SEITENAUSZUG:
╭──

# Fragen zum Goldfischwachstum



## Muschel (31. Juli 2019)

Hallo,
In unserem Teich von ca. 900Lt leben ca. 30 Goldfische. Sie sind lebhaft, haben ein sehr schönes
Rot und wir haben den Eindruck, sie fühlten sich wohl. Die meisten von ihnen sind ca. 6-8 cm lang.Es wachsen auch immer wieder Junge heran.
Nun zur Frage: Gestern waren wir im Zoogeschäft und kauften ein paar Goldfische zu, Blutauffrischung...
Auf die Frage nach der Teichgrösse erzählte die Verkäuferin, dass Goldfische i.d.Regel 30 bis 40cm gross
werden. Meine Bemerkung, der Fisch passe seine Grösse der Umgebung an, verneinte sie. Wenn der Teich zu klein sei, so würden sie eingehen und das, WEIL die inneren Organe weiterwachsen würden, obschon 'der Teich zu klein sei'. Dadurch würde der Fisch 'aufgeblasen' und gehe ein.
Ich kann das fast nicht glauben und frage Euch darum hier.
>> Das ist keine Scherzfrage!!! 
Bin gespannt auf Eure Antworten. Wir sehen auch sehr selten einen toten Fisch im Teich. Das noch zur Ergänzung.
Danke und Gruss
Muschel


----------



## Skadi (31. Juli 2019)

... 30 Goldfische plus Neuzugänge in 900 l  ....

╰──

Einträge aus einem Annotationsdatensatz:

╭──

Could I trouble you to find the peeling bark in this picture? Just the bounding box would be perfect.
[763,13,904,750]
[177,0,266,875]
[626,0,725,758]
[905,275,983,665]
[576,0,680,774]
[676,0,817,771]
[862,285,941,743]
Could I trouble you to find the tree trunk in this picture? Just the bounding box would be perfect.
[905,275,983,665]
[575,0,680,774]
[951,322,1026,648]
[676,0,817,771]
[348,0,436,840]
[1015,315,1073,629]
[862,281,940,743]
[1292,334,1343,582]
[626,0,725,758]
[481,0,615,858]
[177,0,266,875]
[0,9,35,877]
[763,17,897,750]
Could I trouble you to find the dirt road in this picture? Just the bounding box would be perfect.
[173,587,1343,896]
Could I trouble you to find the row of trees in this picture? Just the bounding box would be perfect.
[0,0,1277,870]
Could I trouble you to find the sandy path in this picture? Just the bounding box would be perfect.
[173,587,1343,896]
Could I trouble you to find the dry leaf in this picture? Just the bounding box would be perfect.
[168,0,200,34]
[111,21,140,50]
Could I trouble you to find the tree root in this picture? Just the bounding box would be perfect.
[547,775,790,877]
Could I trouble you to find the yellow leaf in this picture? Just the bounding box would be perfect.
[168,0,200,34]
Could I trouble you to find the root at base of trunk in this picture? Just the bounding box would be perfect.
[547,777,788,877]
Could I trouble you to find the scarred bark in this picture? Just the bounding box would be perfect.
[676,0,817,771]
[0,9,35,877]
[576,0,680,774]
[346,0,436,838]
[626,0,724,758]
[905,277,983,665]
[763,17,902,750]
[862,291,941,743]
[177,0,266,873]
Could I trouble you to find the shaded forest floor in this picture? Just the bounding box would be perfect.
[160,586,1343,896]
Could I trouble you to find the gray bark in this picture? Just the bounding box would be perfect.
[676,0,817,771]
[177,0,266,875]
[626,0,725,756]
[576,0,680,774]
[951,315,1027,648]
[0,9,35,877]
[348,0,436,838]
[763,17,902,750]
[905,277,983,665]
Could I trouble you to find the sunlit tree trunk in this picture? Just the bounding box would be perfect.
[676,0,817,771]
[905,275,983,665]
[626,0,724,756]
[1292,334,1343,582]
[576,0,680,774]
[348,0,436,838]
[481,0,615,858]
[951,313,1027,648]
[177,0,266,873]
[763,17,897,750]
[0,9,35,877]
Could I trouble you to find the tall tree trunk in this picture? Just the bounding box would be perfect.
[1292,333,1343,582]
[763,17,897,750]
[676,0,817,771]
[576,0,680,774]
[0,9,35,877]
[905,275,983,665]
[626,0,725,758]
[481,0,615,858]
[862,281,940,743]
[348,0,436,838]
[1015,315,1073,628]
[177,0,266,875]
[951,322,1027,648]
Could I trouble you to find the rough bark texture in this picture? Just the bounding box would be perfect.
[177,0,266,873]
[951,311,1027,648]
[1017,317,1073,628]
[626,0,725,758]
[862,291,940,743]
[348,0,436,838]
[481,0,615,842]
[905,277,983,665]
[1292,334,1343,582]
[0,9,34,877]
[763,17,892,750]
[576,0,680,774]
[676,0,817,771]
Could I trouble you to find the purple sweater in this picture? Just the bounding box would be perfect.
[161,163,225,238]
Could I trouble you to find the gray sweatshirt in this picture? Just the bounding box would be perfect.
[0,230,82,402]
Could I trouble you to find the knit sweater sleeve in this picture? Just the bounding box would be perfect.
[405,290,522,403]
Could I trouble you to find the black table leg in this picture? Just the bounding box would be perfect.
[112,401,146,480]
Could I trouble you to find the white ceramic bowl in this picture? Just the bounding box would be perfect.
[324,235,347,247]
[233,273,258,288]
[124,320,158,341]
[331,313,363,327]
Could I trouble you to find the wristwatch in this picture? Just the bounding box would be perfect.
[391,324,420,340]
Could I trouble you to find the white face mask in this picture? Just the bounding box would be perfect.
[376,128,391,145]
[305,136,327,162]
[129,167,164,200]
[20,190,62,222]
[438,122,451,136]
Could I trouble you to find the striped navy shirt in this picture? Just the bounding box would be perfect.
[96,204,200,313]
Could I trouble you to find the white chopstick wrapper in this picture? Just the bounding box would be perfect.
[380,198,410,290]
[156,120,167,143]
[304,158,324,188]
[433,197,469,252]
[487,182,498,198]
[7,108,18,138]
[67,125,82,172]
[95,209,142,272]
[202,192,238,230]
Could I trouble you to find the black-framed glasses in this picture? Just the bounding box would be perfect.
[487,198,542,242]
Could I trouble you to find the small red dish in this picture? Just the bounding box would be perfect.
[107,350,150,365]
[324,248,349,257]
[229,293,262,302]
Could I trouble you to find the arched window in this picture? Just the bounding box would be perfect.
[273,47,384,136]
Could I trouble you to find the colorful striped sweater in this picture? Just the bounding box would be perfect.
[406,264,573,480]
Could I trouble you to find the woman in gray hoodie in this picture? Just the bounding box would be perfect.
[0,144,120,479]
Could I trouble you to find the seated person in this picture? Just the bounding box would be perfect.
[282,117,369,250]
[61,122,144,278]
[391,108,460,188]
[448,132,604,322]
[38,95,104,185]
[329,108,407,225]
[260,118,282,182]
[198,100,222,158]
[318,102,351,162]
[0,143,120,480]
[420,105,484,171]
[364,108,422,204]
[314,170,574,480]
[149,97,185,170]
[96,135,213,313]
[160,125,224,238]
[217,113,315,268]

╰──

AUFGABE: Schreiben Sie den Forenthread zum Goldfischwachstum im Anschluss an seinen letzten Satz weiter.

LÖSUNG:
bin gespannt auf das Donnerwetter von den Fachleuten


----------



## troll20 (31. Juli 2019)

Das ist wie 10 Bauarbeiter in einem Dixi, mmm läcker und das bis ans Lebensende. 
Okay deine Fische bekommen ab und an bestimmt etwas Frischwasser und der Filter wird bestim auch täglich gereinigt oder hat die Größe von gut 1m³.
Denn da könnte man den Fischen bestimmt auch mal was an Futter rein geben. 
Aber appetitlich und Artgerecht ist anders.
Da fällt mir immer die Aufregung zur Hamburger Miniaturenwelt ein.
https://www.google.com/amp/s/www.ab...iniatur-Wunderland-eskaliert.html?service=amp


----------



## Whyatt (31. Juli 2019)

Wirklich 900 Liter oder eine 0 vergessen?


----------



## Muschel (31. Juli 2019)

Also ich werde versuchen, den Teichinhalt nochmals zu berechnen. Kennt ihr grad eine gute Methode...


----------



## Whyatt (31. Juli 2019)

Kannst ja ein Foto einstellen und Länge, Breite, Durchmesser, Tiefe je nach Form angeben?


----------



## DbSam (31. Juli 2019)

Moin Muschel,

zum Wachstum schau Dich mal u.a. hier um, hier ist es gar der Mythos Nr. 1 ...
Ja, und alt werden die auch: Hier im Teich meiner Frau ist der älteste Kollege 23 Jahre alt.


Gruß Carsten


----------



## Knoblauchkröte (31. Juli 2019)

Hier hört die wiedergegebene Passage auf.